▸ DOCUMENT EXCERPT
============================================================

There are two additional challenges that do not involve malicious behavior. First, since our bundle tracer does not track inter-process communications, any bundle installation that involves communications between multiple process trees may appear as multiple, separate bundles. Second, if two toolbars from two different bundles are loaded into the browser at the same time and one of them expands the bundle by hooking an additional ASEP, process tree-based tracking will not provide sufficiently fine-grain information to determine which bundle the new ASEP hook should belong to.
Limitations of AskStrider
AskStrider extracts the last-update timestamps of files from the System Restore file change log and is therefore subject to its limitations. First, System Restore only monitors files with certain filename extensions [SRM]; spyware programs with extensions outside the monitored set will not be captured by AskStrider's highlighting of recent changes because their updates will not be captured in the file change log.
Second, System Restore excludes certain temporary folders from monitoring. As a result, file updates inside those folders will not be captured in the change log. Third, a malicious spyware program may delete or corrupt the file change log or hide its processes and modules from the AskStrider scan.
Finally, a main feature of AskStrider is that it highlights recent changes to aid troubleshooting. We have found that such filtering mechanisms are essential for reducing the complexity in many systems management problems. An obvious limitation of this approach is that it will not work well if a user invokes AskStrider long after a spyware installation.
Other Web Browsers and Non-Windows Platforms
In this section, we study the ASEPs and spyware-related issues in other Web browsers and operating systems.
Other Web Browsers
As shown in the Outer Gates in Figure 1, code vulnerabilities can be used as an infection vector for spyware through ``drive-by downloads.'' The problem is not unique to the IE browser; other browsers also have known vulnerabilities, such as Mozilla [KVM] and Netscape [HN00]. Exploits of vulnerabilities in the Mozilla and Firefox Web browsers have been widely publicized in news articles [M04, MO04, BZ]. Also, Secunia Advisories [SEC] often describe vulnerabilities that affect the Opera and Mozilla Web browsers.

============================================================

▸ TASK ITEM
Answer these questions using the document excerpt above.
1. From what log does AskStrider extract the last-update timestamps of files?
2. What kind of folders does System Restore exclude from monitoring?
3. Which web browsers do Secunia Advisories often describe vulnerabilities for?

============================================================

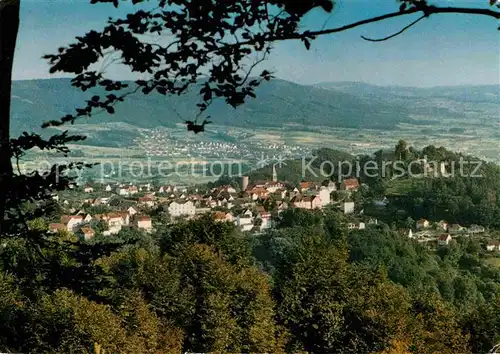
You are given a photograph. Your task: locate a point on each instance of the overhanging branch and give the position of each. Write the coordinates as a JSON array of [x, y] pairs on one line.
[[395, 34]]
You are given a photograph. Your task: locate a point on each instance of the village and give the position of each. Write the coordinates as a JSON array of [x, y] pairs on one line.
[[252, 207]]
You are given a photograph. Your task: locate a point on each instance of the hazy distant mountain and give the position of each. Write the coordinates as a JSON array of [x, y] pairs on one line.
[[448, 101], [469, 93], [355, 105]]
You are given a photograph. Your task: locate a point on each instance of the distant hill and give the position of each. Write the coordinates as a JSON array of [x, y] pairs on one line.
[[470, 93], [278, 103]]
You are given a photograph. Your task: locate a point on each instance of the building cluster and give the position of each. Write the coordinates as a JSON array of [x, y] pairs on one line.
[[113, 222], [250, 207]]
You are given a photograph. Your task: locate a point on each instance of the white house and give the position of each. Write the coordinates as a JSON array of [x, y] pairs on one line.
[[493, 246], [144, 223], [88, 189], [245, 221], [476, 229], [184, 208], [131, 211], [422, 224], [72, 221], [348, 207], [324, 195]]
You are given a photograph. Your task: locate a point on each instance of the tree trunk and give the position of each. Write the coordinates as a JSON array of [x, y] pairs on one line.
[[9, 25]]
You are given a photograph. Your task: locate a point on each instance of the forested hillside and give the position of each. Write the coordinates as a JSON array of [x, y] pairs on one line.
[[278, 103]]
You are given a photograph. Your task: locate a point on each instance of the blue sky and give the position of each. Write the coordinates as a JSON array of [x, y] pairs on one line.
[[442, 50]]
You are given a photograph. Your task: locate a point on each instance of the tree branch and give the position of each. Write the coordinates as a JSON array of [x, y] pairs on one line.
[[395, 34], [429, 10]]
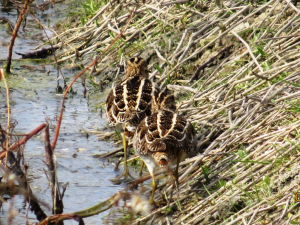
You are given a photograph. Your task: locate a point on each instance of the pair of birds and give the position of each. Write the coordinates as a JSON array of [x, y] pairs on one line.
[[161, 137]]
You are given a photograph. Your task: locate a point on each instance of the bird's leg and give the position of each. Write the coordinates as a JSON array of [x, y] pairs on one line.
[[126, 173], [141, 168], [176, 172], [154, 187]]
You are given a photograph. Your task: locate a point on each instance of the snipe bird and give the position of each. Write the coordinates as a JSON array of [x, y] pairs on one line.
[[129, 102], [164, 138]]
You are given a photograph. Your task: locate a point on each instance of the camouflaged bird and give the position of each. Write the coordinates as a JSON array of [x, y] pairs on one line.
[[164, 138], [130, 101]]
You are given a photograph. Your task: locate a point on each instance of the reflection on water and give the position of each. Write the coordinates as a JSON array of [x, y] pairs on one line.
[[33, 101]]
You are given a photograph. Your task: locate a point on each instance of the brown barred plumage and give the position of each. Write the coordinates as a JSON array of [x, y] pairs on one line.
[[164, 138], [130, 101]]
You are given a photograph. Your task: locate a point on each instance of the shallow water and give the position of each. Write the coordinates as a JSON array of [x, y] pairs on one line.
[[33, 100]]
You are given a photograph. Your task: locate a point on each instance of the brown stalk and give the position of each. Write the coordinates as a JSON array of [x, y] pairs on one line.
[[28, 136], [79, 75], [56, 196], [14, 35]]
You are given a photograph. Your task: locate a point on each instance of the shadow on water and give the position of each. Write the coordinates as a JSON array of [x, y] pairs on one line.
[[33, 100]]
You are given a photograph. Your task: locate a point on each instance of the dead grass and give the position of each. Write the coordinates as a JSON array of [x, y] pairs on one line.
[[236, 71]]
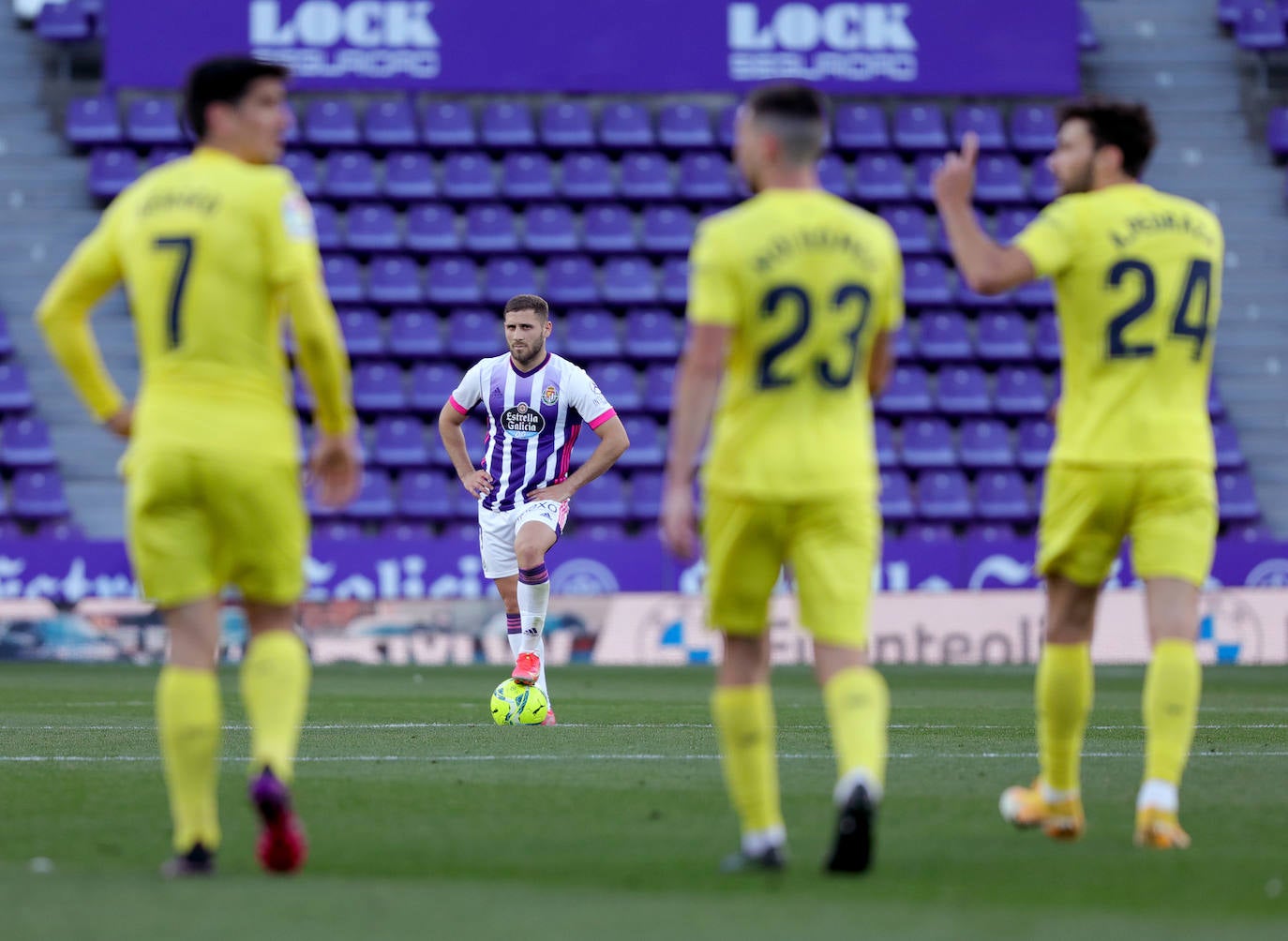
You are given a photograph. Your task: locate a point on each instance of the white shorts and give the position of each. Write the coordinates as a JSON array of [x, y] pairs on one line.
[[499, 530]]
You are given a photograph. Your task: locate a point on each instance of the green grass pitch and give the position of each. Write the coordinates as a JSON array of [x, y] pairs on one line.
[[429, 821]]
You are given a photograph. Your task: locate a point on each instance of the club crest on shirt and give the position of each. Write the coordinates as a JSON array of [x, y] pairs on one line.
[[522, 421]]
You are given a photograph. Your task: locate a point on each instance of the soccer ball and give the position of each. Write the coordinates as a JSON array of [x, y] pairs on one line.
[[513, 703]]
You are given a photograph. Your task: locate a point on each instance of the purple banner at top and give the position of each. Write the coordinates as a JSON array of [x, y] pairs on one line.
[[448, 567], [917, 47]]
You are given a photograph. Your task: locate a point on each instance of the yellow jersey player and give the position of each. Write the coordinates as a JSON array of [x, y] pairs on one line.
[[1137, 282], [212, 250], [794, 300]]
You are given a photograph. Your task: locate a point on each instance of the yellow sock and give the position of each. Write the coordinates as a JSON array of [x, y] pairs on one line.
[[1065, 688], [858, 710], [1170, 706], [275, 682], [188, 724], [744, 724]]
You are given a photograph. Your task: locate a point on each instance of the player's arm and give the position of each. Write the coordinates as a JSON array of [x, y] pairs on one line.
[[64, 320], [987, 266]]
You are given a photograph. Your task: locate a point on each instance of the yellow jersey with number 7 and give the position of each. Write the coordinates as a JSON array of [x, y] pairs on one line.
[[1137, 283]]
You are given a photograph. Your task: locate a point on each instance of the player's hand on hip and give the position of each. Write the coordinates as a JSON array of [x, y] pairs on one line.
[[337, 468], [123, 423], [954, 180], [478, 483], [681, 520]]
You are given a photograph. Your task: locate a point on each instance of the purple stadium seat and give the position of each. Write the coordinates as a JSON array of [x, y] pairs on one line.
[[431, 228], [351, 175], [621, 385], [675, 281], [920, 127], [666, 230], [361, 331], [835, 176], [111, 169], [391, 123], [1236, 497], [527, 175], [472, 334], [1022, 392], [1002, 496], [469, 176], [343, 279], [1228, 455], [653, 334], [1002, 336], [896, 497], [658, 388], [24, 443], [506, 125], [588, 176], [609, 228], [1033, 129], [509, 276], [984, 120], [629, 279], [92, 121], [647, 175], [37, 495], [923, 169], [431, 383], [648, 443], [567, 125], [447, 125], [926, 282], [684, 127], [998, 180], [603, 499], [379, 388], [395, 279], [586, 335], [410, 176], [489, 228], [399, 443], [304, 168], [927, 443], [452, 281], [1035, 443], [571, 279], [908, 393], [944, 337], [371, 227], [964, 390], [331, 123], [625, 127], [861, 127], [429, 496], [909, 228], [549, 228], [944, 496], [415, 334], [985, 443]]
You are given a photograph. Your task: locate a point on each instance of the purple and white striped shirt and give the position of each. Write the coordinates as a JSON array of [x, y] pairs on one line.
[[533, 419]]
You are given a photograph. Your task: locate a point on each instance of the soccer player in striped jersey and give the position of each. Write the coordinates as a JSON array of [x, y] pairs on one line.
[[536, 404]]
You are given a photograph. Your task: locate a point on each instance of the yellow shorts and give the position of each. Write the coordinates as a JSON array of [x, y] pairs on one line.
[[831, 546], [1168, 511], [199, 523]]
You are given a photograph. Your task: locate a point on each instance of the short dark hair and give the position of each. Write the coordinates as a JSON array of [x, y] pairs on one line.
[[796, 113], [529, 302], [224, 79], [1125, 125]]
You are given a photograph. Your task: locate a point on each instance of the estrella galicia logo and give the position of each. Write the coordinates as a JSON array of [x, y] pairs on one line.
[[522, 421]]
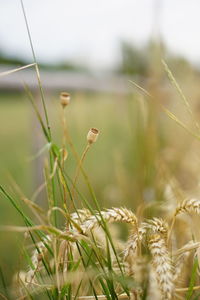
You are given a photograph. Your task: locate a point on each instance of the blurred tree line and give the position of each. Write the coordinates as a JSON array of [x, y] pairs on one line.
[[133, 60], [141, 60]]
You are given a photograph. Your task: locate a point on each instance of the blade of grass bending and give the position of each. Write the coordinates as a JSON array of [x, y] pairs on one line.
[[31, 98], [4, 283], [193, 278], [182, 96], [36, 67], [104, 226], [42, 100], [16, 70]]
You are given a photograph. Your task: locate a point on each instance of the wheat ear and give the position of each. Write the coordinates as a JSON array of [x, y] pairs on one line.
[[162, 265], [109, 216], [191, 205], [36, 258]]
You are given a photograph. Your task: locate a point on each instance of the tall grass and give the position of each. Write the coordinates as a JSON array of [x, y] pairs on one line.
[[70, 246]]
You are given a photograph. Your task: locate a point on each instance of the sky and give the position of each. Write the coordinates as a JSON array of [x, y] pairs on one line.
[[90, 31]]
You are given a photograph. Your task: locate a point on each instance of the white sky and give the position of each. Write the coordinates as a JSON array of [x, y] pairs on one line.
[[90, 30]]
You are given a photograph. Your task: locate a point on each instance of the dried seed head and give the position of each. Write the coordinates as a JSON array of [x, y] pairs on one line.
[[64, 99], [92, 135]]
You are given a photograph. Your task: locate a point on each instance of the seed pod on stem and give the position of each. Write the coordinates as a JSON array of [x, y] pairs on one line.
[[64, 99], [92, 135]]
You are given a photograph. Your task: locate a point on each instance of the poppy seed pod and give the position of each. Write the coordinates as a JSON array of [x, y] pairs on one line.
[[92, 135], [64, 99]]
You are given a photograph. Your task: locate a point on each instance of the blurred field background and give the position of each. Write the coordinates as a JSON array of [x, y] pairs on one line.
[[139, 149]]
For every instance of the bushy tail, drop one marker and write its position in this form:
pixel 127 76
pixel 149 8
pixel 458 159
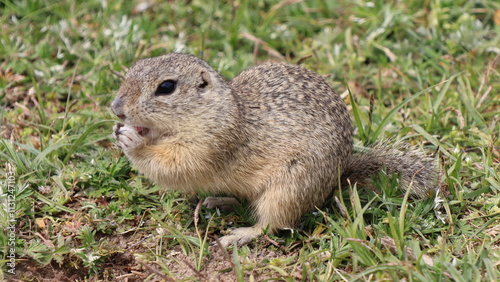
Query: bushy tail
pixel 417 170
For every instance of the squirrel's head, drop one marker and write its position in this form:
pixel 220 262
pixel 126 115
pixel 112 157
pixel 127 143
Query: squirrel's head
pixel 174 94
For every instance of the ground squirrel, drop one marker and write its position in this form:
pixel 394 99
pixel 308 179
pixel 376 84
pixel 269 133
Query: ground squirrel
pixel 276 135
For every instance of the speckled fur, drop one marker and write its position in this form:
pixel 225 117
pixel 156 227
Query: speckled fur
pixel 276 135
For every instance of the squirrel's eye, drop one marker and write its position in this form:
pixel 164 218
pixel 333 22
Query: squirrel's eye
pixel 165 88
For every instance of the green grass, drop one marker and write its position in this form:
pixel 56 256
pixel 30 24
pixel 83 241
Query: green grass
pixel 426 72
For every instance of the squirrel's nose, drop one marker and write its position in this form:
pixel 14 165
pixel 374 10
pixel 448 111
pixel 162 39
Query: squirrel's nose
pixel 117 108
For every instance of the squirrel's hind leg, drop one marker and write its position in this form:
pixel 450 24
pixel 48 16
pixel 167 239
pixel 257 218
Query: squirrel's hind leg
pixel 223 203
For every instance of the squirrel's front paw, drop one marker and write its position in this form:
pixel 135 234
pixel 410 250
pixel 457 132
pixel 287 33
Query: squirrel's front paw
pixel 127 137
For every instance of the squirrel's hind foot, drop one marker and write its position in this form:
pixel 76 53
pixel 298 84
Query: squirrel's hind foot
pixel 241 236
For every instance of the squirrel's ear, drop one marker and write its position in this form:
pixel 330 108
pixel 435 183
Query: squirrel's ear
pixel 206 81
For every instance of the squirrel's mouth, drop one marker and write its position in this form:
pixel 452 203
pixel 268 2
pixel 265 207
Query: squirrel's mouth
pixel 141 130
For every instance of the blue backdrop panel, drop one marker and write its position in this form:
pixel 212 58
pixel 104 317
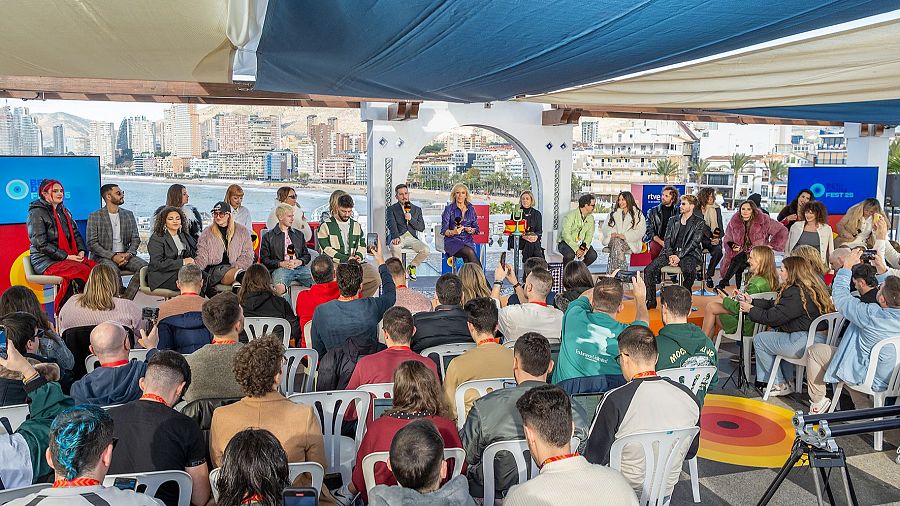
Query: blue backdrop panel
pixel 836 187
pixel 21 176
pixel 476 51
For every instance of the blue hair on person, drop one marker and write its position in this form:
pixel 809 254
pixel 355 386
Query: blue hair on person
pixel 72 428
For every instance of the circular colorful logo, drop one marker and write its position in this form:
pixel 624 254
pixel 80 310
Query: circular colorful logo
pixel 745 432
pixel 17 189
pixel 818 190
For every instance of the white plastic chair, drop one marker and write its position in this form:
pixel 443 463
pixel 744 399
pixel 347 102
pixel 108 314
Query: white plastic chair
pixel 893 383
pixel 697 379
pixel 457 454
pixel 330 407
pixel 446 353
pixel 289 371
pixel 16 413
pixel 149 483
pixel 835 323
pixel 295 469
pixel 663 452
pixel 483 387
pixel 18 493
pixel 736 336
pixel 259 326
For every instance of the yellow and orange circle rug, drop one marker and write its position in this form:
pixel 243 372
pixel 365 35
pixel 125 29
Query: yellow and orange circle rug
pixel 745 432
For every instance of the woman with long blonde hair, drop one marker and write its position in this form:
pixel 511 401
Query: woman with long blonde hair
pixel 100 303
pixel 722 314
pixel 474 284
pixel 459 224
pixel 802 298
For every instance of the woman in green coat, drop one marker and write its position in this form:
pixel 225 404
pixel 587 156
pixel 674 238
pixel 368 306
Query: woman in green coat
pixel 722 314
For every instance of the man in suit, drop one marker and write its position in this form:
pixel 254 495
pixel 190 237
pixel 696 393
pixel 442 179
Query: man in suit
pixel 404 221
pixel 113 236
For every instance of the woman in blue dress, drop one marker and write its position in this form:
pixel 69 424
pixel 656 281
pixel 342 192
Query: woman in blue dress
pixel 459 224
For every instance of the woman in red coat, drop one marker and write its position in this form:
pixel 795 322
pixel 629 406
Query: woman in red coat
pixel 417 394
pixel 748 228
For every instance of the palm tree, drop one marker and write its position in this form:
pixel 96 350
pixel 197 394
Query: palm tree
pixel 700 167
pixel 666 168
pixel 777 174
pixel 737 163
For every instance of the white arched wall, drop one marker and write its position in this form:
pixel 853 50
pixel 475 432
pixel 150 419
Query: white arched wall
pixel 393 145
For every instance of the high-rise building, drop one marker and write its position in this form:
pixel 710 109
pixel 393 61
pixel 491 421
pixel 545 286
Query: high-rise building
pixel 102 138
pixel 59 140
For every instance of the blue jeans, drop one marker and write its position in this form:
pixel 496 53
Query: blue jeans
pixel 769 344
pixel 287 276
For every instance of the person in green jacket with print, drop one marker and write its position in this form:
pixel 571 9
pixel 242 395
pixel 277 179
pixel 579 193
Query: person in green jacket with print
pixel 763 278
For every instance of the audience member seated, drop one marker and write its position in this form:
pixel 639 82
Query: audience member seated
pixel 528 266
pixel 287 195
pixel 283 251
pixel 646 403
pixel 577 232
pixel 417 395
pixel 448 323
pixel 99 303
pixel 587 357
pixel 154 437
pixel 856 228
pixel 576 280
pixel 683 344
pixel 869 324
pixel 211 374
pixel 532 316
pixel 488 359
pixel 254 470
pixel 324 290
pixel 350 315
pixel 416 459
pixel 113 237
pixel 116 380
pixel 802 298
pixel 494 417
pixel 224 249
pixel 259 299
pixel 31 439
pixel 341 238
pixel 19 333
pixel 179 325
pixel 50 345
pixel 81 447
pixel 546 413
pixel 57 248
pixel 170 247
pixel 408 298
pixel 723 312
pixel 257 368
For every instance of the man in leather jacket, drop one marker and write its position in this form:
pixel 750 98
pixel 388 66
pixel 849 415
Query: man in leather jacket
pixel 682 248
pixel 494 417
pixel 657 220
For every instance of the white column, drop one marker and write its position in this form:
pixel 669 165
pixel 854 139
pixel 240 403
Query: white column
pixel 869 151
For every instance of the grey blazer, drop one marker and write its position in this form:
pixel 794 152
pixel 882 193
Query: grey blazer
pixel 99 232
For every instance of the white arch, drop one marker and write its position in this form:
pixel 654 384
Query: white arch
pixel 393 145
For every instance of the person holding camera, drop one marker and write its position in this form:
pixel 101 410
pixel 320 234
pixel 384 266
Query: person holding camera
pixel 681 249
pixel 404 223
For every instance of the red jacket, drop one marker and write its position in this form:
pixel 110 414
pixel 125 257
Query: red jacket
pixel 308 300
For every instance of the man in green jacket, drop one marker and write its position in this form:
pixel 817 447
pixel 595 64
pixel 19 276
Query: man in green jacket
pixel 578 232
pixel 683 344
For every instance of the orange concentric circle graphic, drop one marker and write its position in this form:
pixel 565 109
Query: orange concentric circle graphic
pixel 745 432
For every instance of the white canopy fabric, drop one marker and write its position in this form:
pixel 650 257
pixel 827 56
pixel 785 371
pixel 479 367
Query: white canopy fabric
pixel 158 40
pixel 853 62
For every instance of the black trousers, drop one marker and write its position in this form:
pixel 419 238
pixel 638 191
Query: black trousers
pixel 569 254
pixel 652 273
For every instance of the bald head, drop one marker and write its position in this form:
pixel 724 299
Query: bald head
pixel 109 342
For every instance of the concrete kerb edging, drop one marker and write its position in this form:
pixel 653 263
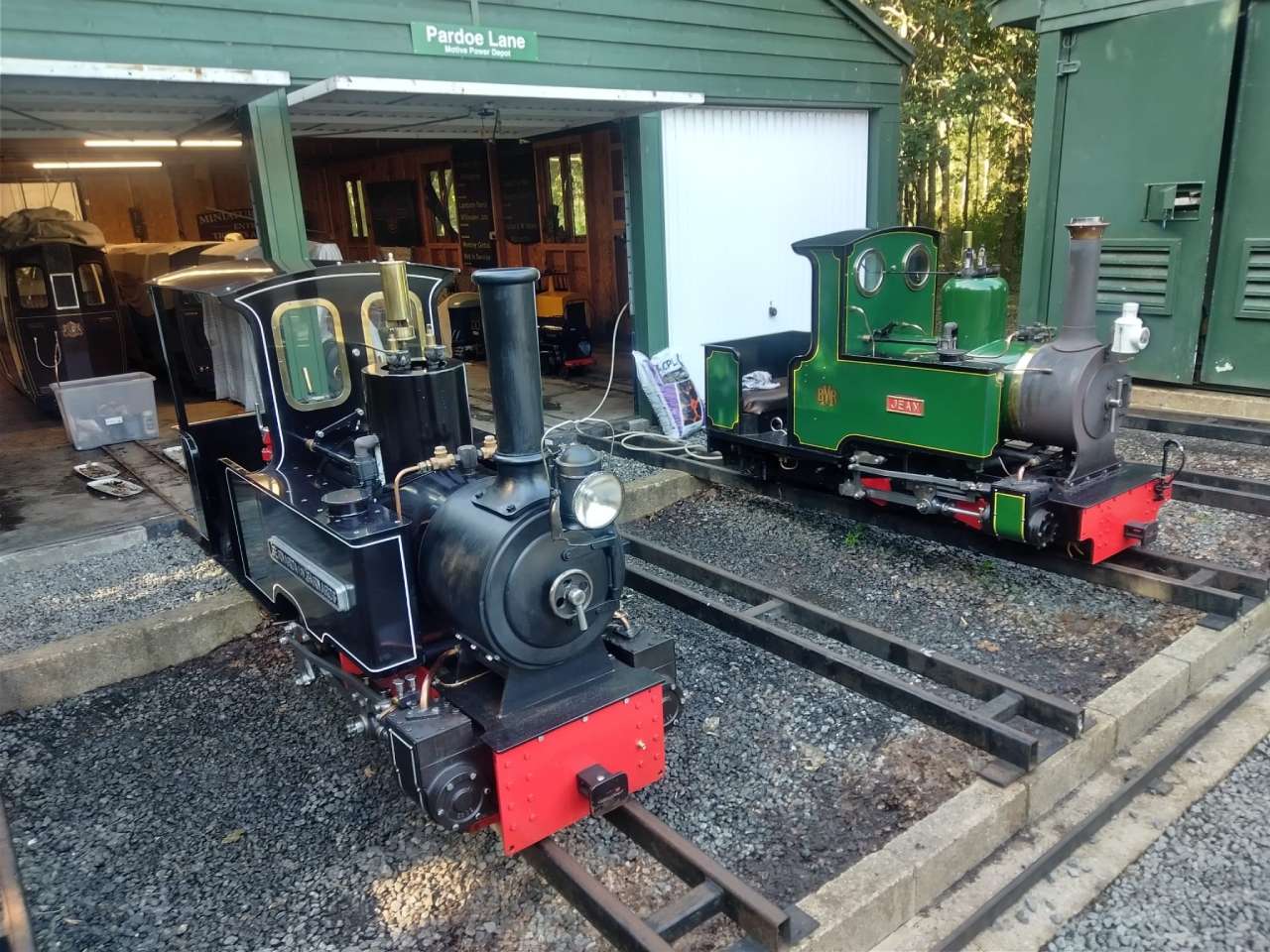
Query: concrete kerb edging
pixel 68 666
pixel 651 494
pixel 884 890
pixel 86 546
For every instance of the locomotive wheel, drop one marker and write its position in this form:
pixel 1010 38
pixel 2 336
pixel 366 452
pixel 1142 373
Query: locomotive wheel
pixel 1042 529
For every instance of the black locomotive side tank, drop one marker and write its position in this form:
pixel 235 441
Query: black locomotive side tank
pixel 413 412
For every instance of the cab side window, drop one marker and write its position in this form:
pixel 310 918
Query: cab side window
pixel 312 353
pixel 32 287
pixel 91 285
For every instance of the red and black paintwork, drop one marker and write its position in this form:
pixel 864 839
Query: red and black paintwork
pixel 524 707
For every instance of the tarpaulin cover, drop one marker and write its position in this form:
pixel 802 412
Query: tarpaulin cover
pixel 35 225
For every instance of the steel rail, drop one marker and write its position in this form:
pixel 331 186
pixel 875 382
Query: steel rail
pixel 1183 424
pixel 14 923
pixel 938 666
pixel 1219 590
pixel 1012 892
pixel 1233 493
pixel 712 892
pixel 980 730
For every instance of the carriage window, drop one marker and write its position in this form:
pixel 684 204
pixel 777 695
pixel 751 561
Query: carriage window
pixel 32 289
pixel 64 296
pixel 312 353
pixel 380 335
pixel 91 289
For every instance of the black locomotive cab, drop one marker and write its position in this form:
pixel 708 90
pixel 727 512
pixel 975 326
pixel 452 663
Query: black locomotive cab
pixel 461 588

============================================================

▸ THE ANSWER
1. The System Restore file change log.
2. Certain temporary folders.
3. Opera and Mozilla.